**EXTRACT TO READ:**

* * * * *

Republic of Croatia v Snedden

Case

[2010] HCATrans 32

No judgment structure available for this case.

[2010] HCATrans 032

IN THE HIGH COURT OF AUSTRALIA

Office of the Registry
  Sydney  No S253 of 2009

B e t w e e n -

REPUBLIC OF CROATIA

Applicant

and

DANIEL SNEDDEN

Respondent

Ex parte summons

FRENCH CJ

TRANSCRIPT OF PROCEEDINGS

AT SYDNEY ON FRIDAY, 19 FEBRUARY 2010, AT 4.07 PM

Copyright in the High Court of Australia

MR R.P.L. LANCASTER, SC:   May it please the Court, I appear with MS H. YOUNAN for the applicant on a summons filed yesterday.  (instructed by Commonwealth Director of Public Prosecutions)

HIS HONOUR:   Yes, I have read the papers.  Can I ask why this application was not made at the time of the special leave hearing?  There does not seem to be any change in circumstance that would explain it.

MR LANCASTER:   No, there is no change in circumstance immediately after special leave was granted.  I accept that, your Honour, but I do not know the explanation, why it was not made on that day.

HIS HONOUR:   Is there anything that you want to add to the written submissions that you have made?

MR LANCASTER:   If your Honour does not wish to hear me on why it is appropriate to proceed ex parte, I would not propose to address that.  There is nothing I would wish to add to what I have put in writing, no.

HIS HONOUR:   He does not have an Australian passport?

MR LANCASTER:   No.

HIS HONOUR:   He would have to apply for one.

MR LANCASTER:   Yes.

HIS HONOUR:   Is the position that it is not known whether he still has the Yugoslavian passport?

MR LANCASTER:   My submission would be that your Honour would infer that he still does have it, although the officer who swore the affidavit said it was not within his personal knowledge.

HIS HONOUR:   He says in his affidavit that he provided a current Yugoslavian passport – this is Mr Bowring’s affidavit which I will read along with the affidavit of Karen Louise Leavy.  Mr Bowring’s affidavit says that the passport was provided to staff of the Department of Immigration.  Am I to read that simply as shown to?

MR LANCASTER:   Yes.

HIS HONOUR:   Now, I think the orders that you are seeking involve service upon the defendant by delivery to his solicitors.  Is it known that they are still acting for him?

MR LANCASTER:   On the appeal, yes, it is known.

HIS HONOUR:   Is it known where he resides?

MR LANCASTER:   No, and, in fact, your Honour, we do not know whether he is presently in Australia or not.  We have no information that he has left Australia.  We do not know where he presently resides, but that is as far as we can take his present location.

HIS HONOUR:   That is rather surprising.  Is there any watch in place in relation to Australian airports?

MR LANCASTER:   Yes, I am instructed that there is a general DIMIA alert out, that if he attempts to leave Australia by regular means, if I can put it that way, an alert would be notified to the Department and no such alert, I am instructed, has been made.

HIS HONOUR:   He was released from custody by an order of the – when was he actually released from custody, because the custody order was stayed until Friday, 4 September by the order of the Full Court.

* * * * *

**STATED PROBLEM 1:** Collect every line of the records that contains the string "roof".

**PROVIDED RECORDS:**
* * * * *

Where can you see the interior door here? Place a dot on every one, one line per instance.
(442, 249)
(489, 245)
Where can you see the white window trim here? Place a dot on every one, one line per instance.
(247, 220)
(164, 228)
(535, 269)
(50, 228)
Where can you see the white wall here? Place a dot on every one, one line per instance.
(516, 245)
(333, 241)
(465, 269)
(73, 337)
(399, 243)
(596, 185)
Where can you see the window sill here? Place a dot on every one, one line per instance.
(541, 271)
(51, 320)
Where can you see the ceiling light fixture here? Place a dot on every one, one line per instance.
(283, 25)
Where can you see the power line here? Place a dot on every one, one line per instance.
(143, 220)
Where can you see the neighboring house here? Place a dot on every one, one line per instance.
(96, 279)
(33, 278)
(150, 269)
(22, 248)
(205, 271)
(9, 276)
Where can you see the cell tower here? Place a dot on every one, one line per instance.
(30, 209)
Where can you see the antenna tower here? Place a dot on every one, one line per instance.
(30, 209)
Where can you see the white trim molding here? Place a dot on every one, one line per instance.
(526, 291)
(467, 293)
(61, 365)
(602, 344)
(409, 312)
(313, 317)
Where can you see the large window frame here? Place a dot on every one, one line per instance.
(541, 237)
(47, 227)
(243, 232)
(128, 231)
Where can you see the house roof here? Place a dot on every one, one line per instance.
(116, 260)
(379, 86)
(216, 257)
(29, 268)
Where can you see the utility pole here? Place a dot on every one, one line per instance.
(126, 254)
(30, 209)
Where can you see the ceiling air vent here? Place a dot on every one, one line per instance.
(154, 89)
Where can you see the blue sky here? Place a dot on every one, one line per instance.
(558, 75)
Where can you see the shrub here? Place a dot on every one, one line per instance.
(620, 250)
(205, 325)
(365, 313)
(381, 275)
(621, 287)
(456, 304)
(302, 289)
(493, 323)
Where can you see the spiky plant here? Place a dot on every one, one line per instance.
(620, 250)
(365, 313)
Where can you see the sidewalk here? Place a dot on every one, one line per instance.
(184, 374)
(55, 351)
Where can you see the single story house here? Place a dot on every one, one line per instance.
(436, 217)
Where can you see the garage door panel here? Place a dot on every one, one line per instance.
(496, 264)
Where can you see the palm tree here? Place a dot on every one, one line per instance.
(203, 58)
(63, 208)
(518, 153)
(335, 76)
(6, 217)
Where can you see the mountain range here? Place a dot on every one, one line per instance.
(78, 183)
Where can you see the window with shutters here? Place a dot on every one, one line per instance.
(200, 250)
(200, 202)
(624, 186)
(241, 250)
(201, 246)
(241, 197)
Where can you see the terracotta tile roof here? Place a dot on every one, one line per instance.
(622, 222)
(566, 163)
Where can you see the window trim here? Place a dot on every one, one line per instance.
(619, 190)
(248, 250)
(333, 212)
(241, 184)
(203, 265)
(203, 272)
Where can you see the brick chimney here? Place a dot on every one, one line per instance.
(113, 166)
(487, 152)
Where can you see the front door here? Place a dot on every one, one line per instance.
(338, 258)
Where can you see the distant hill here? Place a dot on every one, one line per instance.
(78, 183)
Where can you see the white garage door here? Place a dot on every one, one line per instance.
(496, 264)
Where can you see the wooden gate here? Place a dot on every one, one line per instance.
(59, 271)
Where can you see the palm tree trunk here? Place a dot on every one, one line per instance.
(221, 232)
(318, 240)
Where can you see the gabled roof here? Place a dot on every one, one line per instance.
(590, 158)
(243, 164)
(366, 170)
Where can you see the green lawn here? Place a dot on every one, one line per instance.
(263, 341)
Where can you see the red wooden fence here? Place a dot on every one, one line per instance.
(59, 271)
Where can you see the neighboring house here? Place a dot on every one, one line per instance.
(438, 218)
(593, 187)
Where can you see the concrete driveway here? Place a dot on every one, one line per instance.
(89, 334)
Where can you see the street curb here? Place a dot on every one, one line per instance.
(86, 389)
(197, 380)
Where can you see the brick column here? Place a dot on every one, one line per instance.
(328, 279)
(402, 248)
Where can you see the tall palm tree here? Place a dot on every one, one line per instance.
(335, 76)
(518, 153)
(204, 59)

* * * * *

**STATED PROBLEM 2:**
Answer these questions from the transcript:
(a) Who appears with Mr Lancaster for the applicant?
(b) On what day, date and time were the proceedings held?
(c) Until what date did the Full Court's order stay the custody order?

**FINISHED ANSWER 1:**
Where can you see the house roof here? Place a dot on every one, one line per instance.
Where can you see the terracotta tile roof here? Place a dot on every one, one line per instance.
Where can you see the gabled roof here? Place a dot on every one, one line per instance.

**FINISHED ANSWER 2:**
(a) Ms H. Younan.
(b) Friday, 19 February 2010, at 4.07 PM.
(c) Friday, 4 September.